Check each line of the records below and collect those that include the word "bark".

- INFORMATION -
Start of Block

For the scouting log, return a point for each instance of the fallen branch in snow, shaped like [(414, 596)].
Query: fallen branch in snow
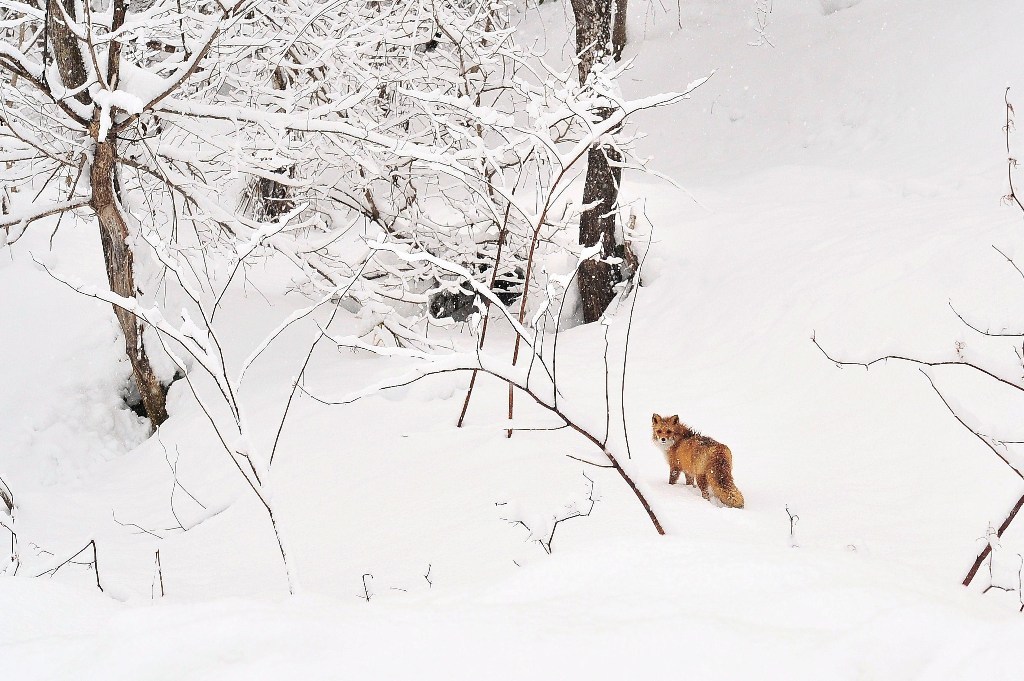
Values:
[(794, 519), (547, 543), (8, 523), (94, 563), (367, 594), (521, 385), (1015, 383), (160, 575)]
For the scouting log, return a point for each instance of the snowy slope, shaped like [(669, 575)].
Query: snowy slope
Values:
[(844, 182)]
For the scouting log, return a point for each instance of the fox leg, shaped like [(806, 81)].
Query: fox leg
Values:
[(702, 483)]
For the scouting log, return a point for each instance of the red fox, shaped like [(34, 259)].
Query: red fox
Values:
[(699, 458)]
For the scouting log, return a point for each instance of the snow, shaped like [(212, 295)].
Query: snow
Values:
[(847, 184)]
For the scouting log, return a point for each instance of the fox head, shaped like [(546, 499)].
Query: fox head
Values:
[(665, 431)]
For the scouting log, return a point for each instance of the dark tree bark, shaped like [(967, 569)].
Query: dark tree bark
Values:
[(113, 228), (597, 225), (67, 51), (619, 30), (120, 274)]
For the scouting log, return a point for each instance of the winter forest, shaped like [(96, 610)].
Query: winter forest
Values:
[(511, 339)]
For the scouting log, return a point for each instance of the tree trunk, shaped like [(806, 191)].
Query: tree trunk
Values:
[(619, 30), (597, 278), (113, 228), (120, 274), (593, 18), (67, 51)]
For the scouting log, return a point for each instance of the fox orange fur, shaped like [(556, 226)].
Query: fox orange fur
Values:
[(699, 458)]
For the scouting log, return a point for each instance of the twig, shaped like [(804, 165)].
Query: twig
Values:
[(160, 572), (988, 547), (367, 595), (94, 563), (591, 463)]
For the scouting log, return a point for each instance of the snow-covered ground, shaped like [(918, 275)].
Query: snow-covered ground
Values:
[(844, 180)]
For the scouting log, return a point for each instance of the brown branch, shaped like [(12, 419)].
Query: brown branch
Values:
[(913, 360), (972, 430), (988, 547), (540, 401)]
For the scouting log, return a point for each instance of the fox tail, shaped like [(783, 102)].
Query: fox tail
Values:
[(722, 483)]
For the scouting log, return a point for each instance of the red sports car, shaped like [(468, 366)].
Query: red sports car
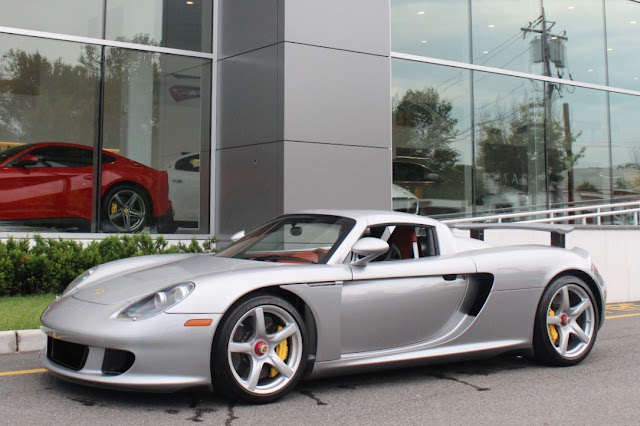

End of Block

- TASK ANSWER -
For the scouting log, return a point for each instance of the dark tree bark, shaped like [(967, 569)].
Query: dark tree bark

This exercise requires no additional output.